[Saved entries]
====

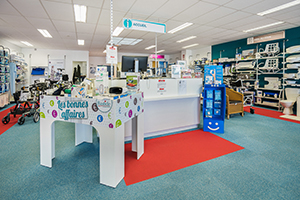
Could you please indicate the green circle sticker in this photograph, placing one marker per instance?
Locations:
(42, 115)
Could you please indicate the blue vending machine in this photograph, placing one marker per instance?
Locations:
(214, 99)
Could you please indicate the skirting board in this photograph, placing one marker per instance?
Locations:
(129, 138)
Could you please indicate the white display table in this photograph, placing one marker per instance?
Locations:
(108, 116)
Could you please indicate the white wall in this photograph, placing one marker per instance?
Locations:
(201, 53)
(13, 48)
(39, 57)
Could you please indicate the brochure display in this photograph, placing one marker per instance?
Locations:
(108, 115)
(214, 100)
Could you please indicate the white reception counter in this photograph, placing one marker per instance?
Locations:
(171, 104)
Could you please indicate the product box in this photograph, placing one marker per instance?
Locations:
(218, 96)
(209, 103)
(217, 112)
(209, 94)
(133, 81)
(208, 113)
(217, 104)
(176, 71)
(78, 92)
(213, 74)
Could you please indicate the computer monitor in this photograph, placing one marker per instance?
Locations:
(128, 63)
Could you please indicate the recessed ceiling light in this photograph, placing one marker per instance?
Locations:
(80, 13)
(150, 47)
(261, 27)
(186, 39)
(185, 25)
(192, 45)
(160, 51)
(117, 31)
(284, 6)
(80, 42)
(45, 33)
(27, 43)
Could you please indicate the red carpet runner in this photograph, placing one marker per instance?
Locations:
(269, 113)
(13, 121)
(170, 153)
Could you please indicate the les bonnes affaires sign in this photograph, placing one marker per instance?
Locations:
(144, 25)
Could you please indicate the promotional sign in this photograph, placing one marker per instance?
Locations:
(111, 54)
(213, 74)
(144, 25)
(161, 86)
(54, 65)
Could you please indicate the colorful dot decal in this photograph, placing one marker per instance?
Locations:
(100, 118)
(54, 113)
(130, 113)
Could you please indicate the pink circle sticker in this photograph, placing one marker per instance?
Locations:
(130, 113)
(54, 113)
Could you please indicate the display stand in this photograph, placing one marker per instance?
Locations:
(108, 116)
(214, 99)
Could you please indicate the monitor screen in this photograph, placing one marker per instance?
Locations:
(128, 63)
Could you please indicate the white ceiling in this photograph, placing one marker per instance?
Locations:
(215, 21)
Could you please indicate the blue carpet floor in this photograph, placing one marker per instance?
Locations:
(268, 167)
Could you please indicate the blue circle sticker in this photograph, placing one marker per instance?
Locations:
(100, 118)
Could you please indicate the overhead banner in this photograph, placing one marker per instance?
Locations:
(144, 25)
(265, 38)
(111, 54)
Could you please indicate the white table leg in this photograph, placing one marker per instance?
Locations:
(47, 142)
(83, 133)
(139, 134)
(111, 155)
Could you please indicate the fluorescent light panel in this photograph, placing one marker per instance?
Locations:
(192, 45)
(186, 39)
(150, 47)
(27, 43)
(117, 31)
(185, 25)
(160, 51)
(45, 33)
(261, 27)
(284, 6)
(80, 42)
(80, 13)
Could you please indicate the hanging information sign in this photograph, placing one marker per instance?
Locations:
(144, 25)
(111, 54)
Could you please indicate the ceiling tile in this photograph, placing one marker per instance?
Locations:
(218, 2)
(7, 8)
(92, 15)
(211, 16)
(193, 11)
(229, 18)
(16, 21)
(64, 25)
(173, 8)
(265, 5)
(29, 8)
(59, 11)
(90, 3)
(85, 28)
(146, 7)
(40, 23)
(239, 5)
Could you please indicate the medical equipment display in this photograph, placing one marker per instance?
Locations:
(214, 108)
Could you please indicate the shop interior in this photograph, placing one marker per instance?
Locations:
(140, 99)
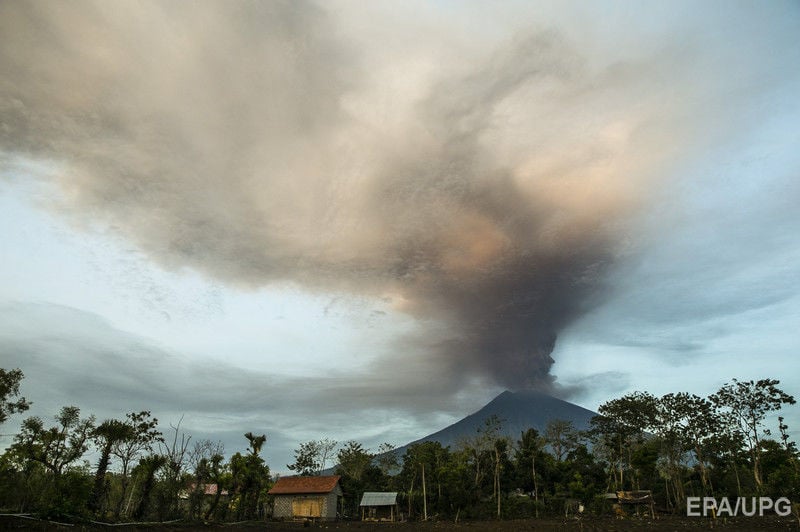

====

To do:
The output should consist of every entry above, printed exactly, with the images removed.

Answer area:
Could you please indicate the green circle sticker in this photograph, placing one marker per instance?
Locations:
(42, 115)
Could you please indicate the blue vending machine in this photograph, placing one marker per instance?
Locations:
(214, 99)
Could you please indicate the skirting board in this photograph, placing one marker per instance?
Locations:
(129, 138)
Could you please indicate the white display table in this photograph, placing one marker per instance?
Locations:
(108, 116)
Could you please indicate the white wall in this photograph, placing one marker per instance?
Locations:
(201, 53)
(13, 48)
(39, 57)
Could you please indicate the brochure display in this photograph, placing one marker per instance?
Locations:
(108, 115)
(214, 100)
Could you please indicate the white reception counter in this photograph, placing one marker per instance?
Locations:
(171, 104)
Could you please indicate the product box in this photograph, placing one marker per instance?
Locations:
(218, 96)
(209, 103)
(217, 112)
(209, 94)
(133, 81)
(208, 113)
(217, 104)
(176, 71)
(78, 92)
(213, 74)
Could you please indicate the computer monitor in this photograph, placing one marker per instance?
Locations:
(128, 63)
Could you please indicate the recessed ceiling light in this photograph, placing one marker per instance?
Locations:
(80, 13)
(150, 47)
(261, 27)
(186, 39)
(185, 25)
(192, 45)
(160, 51)
(117, 31)
(284, 6)
(80, 42)
(45, 33)
(27, 43)
Could you please indicate the red carpet runner in this photograph, placing one marker per instance?
Locations:
(269, 113)
(13, 121)
(170, 153)
Could you please indicate the les bonnes affaires sign in this photograph, placing one marker per instance?
Locations:
(144, 25)
Could you please indicate the promotional sign in this photograph, placing one marker per instance?
Locations:
(111, 54)
(213, 74)
(144, 25)
(161, 86)
(54, 65)
Could you please indicate the colorful dot decal in this photograph, placing one marker per instance?
Locations:
(100, 118)
(54, 113)
(130, 113)
Could you please indicate the pink circle sticker in this photograph, placing one marker per instance?
Locations:
(130, 113)
(54, 113)
Could you please indicate the display stand in this photograph, placing one marker per instance?
Locations:
(108, 116)
(214, 99)
Could you please indicate the monitor screen in this photograph, placing one marker per instance?
Locations:
(128, 63)
Could you please indicate the white ceiling in this photograph, placing one marker per instance?
Locations:
(215, 21)
Could you please indicate the blue carpet floor in this photograph, placing one marker per instance?
Locations:
(268, 167)
Could you please indicate the blue circle sticker in this photograph, placing one marker per instance?
Locations:
(100, 118)
Could you please indicate the overhead banner in this photograph, placing one marker per instance?
Locations:
(144, 25)
(265, 38)
(111, 54)
Could you please indicate the white table leg in this photograph, placing one marker per instance?
Locations:
(47, 142)
(83, 133)
(139, 134)
(111, 155)
Could you please indicate the fluorescent light panel in this photograph, placing one marker per instance?
Locations:
(192, 45)
(186, 39)
(150, 47)
(27, 43)
(117, 31)
(185, 25)
(160, 51)
(45, 33)
(261, 27)
(284, 6)
(80, 42)
(80, 13)
Could you please indicate the hanging information sign in this photograph, placing one marker per instance?
Locations:
(144, 25)
(111, 54)
Could you please indicate the ceiling tile in this photograph, placing one marker per instance?
Locations:
(218, 2)
(7, 8)
(92, 15)
(211, 16)
(193, 11)
(229, 18)
(16, 21)
(64, 25)
(173, 8)
(265, 5)
(29, 8)
(59, 11)
(90, 3)
(85, 28)
(146, 7)
(40, 23)
(239, 5)
Could you please indicate the medical equipment display in this photograph, placing one marker per instance?
Locations:
(214, 108)
Could you please indicate the shop interior in this photograph, placing one marker per instance?
Locations:
(140, 99)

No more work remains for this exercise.